● WHAT THE TASK REQUIRES
Please return only the lines from the one holding "positive clicks: (578, 117)" through the one holding "box: [484, 997, 730, 1326]", exactly as they appear in the records below, both ends included.

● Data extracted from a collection
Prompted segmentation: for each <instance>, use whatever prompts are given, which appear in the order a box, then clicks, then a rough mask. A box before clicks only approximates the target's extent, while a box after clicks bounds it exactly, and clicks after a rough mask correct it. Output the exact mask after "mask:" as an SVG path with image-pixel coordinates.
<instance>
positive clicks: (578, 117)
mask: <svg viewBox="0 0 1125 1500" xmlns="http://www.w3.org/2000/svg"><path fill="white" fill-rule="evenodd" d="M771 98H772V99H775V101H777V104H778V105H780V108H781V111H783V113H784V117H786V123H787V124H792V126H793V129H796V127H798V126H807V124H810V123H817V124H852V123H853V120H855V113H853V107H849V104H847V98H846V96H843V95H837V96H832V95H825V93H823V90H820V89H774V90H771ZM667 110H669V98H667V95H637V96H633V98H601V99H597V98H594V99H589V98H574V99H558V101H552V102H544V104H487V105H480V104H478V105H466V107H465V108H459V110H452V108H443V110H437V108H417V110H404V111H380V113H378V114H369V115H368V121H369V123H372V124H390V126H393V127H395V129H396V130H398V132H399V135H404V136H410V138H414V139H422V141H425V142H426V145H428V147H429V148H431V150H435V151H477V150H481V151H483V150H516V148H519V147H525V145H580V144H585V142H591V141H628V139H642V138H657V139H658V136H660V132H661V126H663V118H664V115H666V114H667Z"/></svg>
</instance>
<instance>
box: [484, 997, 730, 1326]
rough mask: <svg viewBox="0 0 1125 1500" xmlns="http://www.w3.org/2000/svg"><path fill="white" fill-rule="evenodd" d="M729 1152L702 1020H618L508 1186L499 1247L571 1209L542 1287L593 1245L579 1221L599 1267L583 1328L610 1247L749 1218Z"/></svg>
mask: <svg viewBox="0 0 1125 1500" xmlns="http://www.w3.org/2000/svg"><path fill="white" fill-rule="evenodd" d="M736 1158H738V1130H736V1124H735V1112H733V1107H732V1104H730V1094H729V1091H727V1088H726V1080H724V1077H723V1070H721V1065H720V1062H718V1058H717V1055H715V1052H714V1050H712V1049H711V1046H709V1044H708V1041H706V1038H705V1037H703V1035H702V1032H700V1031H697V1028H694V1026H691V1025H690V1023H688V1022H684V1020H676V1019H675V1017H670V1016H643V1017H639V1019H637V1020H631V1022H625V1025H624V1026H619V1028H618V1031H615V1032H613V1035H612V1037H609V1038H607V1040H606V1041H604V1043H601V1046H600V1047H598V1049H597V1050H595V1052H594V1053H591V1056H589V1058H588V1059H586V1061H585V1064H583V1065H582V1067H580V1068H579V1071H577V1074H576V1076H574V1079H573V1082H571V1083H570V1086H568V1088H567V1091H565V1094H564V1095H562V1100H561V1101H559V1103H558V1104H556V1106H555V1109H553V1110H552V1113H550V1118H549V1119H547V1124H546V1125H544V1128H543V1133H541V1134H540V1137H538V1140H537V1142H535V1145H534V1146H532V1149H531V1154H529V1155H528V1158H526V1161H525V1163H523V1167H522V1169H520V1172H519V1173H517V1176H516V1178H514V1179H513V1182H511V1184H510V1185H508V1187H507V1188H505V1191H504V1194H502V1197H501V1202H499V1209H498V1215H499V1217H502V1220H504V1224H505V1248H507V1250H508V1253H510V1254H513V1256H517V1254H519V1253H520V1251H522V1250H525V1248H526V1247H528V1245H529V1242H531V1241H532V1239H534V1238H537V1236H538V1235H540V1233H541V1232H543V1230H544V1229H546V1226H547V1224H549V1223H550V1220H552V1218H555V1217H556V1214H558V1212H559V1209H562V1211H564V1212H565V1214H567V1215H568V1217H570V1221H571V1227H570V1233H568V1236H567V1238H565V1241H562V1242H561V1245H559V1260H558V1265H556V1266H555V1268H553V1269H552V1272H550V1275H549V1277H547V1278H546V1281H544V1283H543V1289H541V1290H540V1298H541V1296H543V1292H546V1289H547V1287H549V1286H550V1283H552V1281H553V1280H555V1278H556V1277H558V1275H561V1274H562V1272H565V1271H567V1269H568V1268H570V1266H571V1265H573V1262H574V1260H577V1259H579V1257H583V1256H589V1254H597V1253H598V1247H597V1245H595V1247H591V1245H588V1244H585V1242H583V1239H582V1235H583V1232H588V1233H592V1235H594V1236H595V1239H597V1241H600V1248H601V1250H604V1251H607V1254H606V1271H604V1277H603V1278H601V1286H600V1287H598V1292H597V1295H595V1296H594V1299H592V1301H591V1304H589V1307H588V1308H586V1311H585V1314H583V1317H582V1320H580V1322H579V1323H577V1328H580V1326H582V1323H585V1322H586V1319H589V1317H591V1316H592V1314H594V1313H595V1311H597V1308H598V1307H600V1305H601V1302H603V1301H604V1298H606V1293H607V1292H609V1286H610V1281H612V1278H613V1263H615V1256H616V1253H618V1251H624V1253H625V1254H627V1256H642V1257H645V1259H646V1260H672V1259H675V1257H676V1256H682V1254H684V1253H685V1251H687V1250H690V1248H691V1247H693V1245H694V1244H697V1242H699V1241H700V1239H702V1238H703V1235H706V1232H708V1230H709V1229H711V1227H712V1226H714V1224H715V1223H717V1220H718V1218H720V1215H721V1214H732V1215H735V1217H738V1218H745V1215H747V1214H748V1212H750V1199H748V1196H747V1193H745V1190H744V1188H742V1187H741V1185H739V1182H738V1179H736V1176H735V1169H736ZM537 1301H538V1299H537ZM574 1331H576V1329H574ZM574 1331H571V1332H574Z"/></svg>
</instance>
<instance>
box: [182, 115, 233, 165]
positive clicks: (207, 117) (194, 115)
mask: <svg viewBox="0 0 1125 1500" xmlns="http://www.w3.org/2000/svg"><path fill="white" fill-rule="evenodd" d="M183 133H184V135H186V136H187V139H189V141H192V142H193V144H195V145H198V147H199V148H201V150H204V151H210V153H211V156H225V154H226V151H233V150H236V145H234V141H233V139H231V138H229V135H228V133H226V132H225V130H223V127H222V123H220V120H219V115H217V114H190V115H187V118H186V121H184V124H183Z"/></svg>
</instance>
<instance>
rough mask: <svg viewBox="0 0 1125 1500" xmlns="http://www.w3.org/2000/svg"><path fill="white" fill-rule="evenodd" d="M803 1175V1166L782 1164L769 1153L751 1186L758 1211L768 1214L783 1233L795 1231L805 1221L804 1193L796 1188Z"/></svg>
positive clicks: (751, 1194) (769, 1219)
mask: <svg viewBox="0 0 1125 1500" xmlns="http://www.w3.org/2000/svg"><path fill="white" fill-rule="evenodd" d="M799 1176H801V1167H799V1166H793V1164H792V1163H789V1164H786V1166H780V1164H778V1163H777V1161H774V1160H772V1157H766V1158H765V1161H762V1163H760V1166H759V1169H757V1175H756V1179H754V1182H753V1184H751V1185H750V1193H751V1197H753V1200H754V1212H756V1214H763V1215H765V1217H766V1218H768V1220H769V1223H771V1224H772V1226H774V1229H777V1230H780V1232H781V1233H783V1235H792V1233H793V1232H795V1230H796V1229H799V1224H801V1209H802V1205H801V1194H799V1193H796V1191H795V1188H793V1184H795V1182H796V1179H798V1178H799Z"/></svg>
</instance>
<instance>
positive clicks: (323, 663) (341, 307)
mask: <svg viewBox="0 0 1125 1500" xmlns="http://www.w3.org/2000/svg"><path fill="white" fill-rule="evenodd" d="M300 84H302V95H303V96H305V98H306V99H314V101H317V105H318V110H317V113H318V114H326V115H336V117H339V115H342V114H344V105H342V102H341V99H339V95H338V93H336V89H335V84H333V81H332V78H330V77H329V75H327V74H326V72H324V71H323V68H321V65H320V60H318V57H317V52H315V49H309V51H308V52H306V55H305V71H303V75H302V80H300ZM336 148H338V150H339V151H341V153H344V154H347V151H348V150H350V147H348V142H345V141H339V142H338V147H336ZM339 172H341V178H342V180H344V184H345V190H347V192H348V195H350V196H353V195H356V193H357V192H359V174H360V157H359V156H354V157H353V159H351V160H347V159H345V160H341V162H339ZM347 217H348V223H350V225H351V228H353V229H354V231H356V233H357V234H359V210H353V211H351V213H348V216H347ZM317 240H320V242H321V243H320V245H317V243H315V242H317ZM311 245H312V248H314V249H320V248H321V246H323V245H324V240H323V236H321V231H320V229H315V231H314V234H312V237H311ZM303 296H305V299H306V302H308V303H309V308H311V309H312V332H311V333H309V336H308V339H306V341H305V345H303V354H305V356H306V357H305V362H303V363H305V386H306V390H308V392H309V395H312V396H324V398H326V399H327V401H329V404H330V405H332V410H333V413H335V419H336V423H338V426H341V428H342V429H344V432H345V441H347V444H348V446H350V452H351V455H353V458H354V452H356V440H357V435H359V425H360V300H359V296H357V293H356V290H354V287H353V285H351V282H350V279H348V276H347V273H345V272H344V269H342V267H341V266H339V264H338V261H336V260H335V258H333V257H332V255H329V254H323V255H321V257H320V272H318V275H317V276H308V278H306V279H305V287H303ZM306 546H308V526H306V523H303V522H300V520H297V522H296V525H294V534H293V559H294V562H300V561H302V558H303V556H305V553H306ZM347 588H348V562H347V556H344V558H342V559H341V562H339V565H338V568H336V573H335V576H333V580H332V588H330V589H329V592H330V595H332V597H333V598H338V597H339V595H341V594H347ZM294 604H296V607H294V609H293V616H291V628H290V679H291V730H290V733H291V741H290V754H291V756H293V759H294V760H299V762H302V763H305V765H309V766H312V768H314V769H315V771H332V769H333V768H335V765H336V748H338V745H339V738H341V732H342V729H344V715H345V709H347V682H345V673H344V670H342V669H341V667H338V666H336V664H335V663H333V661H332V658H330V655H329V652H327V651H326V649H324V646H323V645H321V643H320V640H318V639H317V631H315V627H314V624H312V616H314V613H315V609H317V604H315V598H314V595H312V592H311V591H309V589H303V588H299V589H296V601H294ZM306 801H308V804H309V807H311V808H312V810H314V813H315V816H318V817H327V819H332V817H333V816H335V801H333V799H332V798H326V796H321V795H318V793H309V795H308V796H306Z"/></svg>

● ANSWER TO THIS EXERCISE
positive clicks: (578, 117)
mask: <svg viewBox="0 0 1125 1500" xmlns="http://www.w3.org/2000/svg"><path fill="white" fill-rule="evenodd" d="M771 98H772V99H775V101H777V104H778V105H780V108H781V111H783V113H784V117H786V123H787V124H792V126H793V129H796V127H798V126H807V124H810V123H817V124H852V123H853V120H855V113H853V107H849V104H847V98H846V96H843V95H837V96H832V95H825V93H823V90H820V89H774V90H771ZM667 110H669V98H667V95H637V96H633V98H601V99H597V98H594V99H589V98H574V99H558V101H552V102H544V104H487V105H480V104H478V105H466V107H465V108H459V110H452V108H443V110H437V108H417V110H404V111H380V113H378V114H369V115H368V121H369V123H372V124H390V126H393V127H395V129H396V130H398V132H399V135H404V136H410V138H414V139H422V141H425V142H426V145H428V147H429V148H431V150H435V151H477V150H481V151H483V150H516V148H519V147H525V145H580V144H585V142H591V141H628V139H642V138H657V139H658V136H660V132H661V126H663V118H664V115H666V114H667Z"/></svg>
</instance>
<instance>
box: [484, 997, 730, 1326]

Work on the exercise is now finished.